- Text passage:

--------------------

Worldwide, antibiotics are losing their effectiveness in fighting disease and illness. Mark Brynildsen, associate professor of chemical and biological engineering, is teaching a course aimed at exploring this crisis. The course received funding from Princeton University's 250th Anniversary Fund for Innovation in Undergraduate Education.
While the Covid-19 pandemic continues to cause illness and deaths, an additional medical crisis—one flying largely under the public’s radar—has been brewing. Worldwide, strains of resistant bacteria are compromising the efficacy of antibiotics, potentially rendering millions of people vulnerable to infections that have been routinely treated.
Among many not aware of the problem’s magnitude was Joanna Georgiou, a junior in Princeton’s Department of Chemical and Biological Engineering. Prior to taking a new course called “Antibiotics: From Cradle to Grave” (CBE 411/MOL 411), she had not known of the crisis, she admitted candidly.
Now, more than half way through the course, she is fully aware of the problem—and, moreover, well-versed in all the problem’s intricacies.
“It’s been really interesting to get a deep look into this,” said Georgiou.
The course is taught by Mark Brynildsen, associate professor of chemical and biological engineering and director of the department’s undergraduate studies. It is designed to introduce students to a wide range of topics related to antibiotics, including how the intersection of science, engineering, medicine and policy have shaped the development, distribution, management and use of these drugs.

--------------------

- Supplied records:
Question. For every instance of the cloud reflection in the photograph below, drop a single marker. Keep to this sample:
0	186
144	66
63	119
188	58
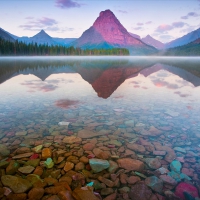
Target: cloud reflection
46	86
66	103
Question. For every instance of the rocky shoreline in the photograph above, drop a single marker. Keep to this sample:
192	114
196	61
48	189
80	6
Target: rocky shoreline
109	165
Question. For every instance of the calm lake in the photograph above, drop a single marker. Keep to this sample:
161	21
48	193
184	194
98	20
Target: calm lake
149	106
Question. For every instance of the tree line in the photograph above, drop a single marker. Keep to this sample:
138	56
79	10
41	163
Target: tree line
190	49
20	49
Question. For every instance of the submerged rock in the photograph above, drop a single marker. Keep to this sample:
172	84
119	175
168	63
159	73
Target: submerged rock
140	191
186	187
154	183
175	166
98	165
130	164
153	163
17	184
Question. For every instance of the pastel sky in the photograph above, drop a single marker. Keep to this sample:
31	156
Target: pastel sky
164	20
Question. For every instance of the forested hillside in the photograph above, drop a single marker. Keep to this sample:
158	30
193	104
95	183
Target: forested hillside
20	49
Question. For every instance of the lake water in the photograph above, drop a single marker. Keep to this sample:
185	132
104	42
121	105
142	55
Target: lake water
121	101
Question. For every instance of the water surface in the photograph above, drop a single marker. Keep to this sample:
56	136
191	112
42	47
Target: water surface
155	99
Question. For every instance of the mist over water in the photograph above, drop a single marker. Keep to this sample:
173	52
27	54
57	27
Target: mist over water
143	101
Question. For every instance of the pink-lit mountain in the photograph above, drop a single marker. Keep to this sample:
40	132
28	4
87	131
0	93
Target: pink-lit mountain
108	32
153	42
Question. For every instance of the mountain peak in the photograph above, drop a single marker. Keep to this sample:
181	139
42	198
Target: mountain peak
107	32
106	12
42	31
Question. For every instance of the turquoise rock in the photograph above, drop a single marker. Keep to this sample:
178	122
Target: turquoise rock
98	165
175	166
175	176
49	163
154	183
122	126
90	184
180	149
140	174
179	176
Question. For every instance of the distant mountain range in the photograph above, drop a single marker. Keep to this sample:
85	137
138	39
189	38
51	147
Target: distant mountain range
186	39
6	36
40	38
191	49
108	32
104	76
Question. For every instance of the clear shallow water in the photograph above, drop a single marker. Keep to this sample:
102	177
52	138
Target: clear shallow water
156	99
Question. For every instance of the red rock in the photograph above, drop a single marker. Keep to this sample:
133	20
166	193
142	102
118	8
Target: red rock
54	189
133	179
130	164
46	153
168	179
186	187
65	195
34	156
111	197
91	156
88	146
136	147
108	29
140	191
189	172
36	193
21	196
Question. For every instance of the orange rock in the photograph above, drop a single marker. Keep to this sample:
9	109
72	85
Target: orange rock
64	183
68	166
46	153
65	195
130	164
36	193
21	196
80	194
38	171
54	189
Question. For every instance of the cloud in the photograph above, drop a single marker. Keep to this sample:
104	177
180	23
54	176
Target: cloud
47	21
137	28
161	83
163	28
66	103
36	24
190	14
40	86
66	4
44	23
122	11
29	18
149	22
178	24
181	94
166	27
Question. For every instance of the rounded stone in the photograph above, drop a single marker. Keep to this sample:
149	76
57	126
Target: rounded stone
88	146
16	184
68	166
26	169
36	193
130	164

--------------------

- Explore the material:
1. According to the text on the antibiotics course, what fund provided money for the course?
2. Repeat word for word the portion of the antibiotics text starting at "The course is" and ending at "of these drugs.".

- Answers:
1. Princeton University's 250th Anniversary Fund for Innovation in Undergraduate Education.

2.
The course is taught by Mark Brynildsen, associate professor of chemical and biological engineering and director of the department’s undergraduate studies. It is designed to introduce students to a wide range of topics related to antibiotics, including how the intersection of science, engineering, medicine and policy have shaped the development, distribution, management and use of these drugs.